** Opening RECORDS PROVIDED block **
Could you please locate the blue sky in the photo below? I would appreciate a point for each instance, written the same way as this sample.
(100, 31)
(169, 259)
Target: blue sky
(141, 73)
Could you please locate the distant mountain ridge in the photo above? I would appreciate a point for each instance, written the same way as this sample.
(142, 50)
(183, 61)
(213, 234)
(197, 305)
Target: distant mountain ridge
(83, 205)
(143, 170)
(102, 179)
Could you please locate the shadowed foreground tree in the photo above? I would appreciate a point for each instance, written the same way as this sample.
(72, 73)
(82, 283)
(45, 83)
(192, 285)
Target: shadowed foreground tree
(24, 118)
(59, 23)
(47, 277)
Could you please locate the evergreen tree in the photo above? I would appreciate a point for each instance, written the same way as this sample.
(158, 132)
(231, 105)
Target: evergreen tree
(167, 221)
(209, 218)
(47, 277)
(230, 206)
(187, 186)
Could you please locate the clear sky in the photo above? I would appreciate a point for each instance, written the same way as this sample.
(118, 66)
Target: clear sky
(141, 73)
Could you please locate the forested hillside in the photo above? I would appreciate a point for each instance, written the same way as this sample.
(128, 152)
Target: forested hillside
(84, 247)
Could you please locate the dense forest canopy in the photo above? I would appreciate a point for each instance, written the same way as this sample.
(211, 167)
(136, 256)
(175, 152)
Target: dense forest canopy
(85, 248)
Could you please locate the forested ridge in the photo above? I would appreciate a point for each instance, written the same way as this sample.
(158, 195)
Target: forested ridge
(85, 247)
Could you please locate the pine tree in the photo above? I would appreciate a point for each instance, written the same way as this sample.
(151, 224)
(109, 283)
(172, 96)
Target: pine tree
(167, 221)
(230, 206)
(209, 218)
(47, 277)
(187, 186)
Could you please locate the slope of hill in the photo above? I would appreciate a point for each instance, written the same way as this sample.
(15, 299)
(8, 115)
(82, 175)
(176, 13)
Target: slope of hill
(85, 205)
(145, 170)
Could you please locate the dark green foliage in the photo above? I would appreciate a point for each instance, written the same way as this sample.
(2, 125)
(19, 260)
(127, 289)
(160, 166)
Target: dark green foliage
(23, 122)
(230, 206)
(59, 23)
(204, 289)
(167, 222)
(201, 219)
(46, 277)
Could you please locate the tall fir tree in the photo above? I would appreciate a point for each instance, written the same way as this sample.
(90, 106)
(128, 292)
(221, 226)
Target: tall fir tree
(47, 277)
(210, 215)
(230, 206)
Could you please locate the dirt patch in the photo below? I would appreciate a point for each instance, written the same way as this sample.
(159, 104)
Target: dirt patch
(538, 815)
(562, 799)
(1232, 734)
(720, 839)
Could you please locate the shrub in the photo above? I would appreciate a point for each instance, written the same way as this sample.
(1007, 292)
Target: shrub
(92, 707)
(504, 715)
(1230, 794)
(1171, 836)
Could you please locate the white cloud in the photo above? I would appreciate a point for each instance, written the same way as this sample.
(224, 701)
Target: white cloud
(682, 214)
** Closing RECORDS PROVIDED block **
WHAT YOU NEED TO DO: All entries should be transcribed verbatim.

RESPONSE TO THE EXERCISE:
Could you please locate the blue sky in the photo below? I would appreciate a point for each instance, written the same way as this sample.
(100, 31)
(169, 259)
Target: blue sky
(141, 73)
Could you please locate the distant mountain ridge in the photo above? I would appreciate a point for each instance, written the same way as this sample.
(142, 50)
(183, 61)
(213, 234)
(197, 305)
Target: distant mountain ridge
(83, 205)
(143, 170)
(102, 179)
Could you please locate the shadowed foreground tree in the photo above? I would appreciate a point for each instance, written the same way as this sample.
(72, 73)
(82, 283)
(45, 83)
(192, 285)
Target: shadowed foreground tree
(24, 118)
(59, 23)
(47, 277)
Could you please locate the evergreen tree in the photo above? I would appreciate a point for each instance, written the same way as this sample.
(158, 132)
(231, 105)
Target: evergreen tree
(167, 221)
(209, 218)
(47, 277)
(230, 206)
(187, 186)
Could you please locate the clear sky in the photo above? I would appreciate a point for each instance, written the same way as this sample.
(118, 66)
Target: clear sky
(141, 73)
Could you please locate the forested hillside in the photo above? I would appreciate a point for each instance, written the same way as this sample.
(128, 152)
Target: forested hillside
(84, 247)
Could you please locate the dense forest canopy in the photo above? I would appreciate a point for each instance, written the same way as this sample.
(211, 167)
(136, 256)
(175, 152)
Target: dense forest canopy
(85, 248)
Could you please locate the forested ridge in the photo above? I would appreciate a point for each instance, written the same way as this sample.
(158, 195)
Target: forested ridge
(85, 247)
Could you please locate the pine tree in the photo above? I would appreciate a point for each instance, written the same way as this sample.
(151, 224)
(109, 283)
(172, 96)
Target: pine tree
(167, 221)
(230, 206)
(209, 218)
(47, 277)
(187, 186)
Could you please locate the slope of hill in the photo above? I would appreciate a point for each instance, written the same way as this sample.
(15, 299)
(8, 115)
(82, 175)
(176, 13)
Target: slope of hill
(85, 205)
(145, 170)
Could you please locate the dark green foliage in the photo above? I would appreciate a point for each instance, written the same way as this sample.
(2, 125)
(19, 260)
(127, 289)
(160, 166)
Target: dark green foliage
(23, 122)
(230, 206)
(59, 23)
(204, 289)
(167, 222)
(201, 219)
(46, 277)
Could you please locate the tall fir tree in the photo above? I would appreciate a point for each instance, written the same way as this sample.
(90, 106)
(128, 292)
(221, 226)
Target: tall fir tree
(47, 277)
(210, 215)
(230, 206)
Could you please locate the dirt patch in the photo below? I would appreciate a point for each instance, written the same way as this sample.
(159, 104)
Target: dirt patch
(538, 815)
(562, 799)
(1232, 734)
(720, 839)
Could you please locate the shrub in the photo above? I would appreciate a point for each instance, written the same way as this sample.
(1007, 292)
Target: shrub
(92, 707)
(504, 715)
(1230, 794)
(1171, 836)
Could you please locate the white cloud in the photo above? I would appreciate a point for each instance, written the same way as this sample.
(224, 701)
Target: white cloud
(682, 214)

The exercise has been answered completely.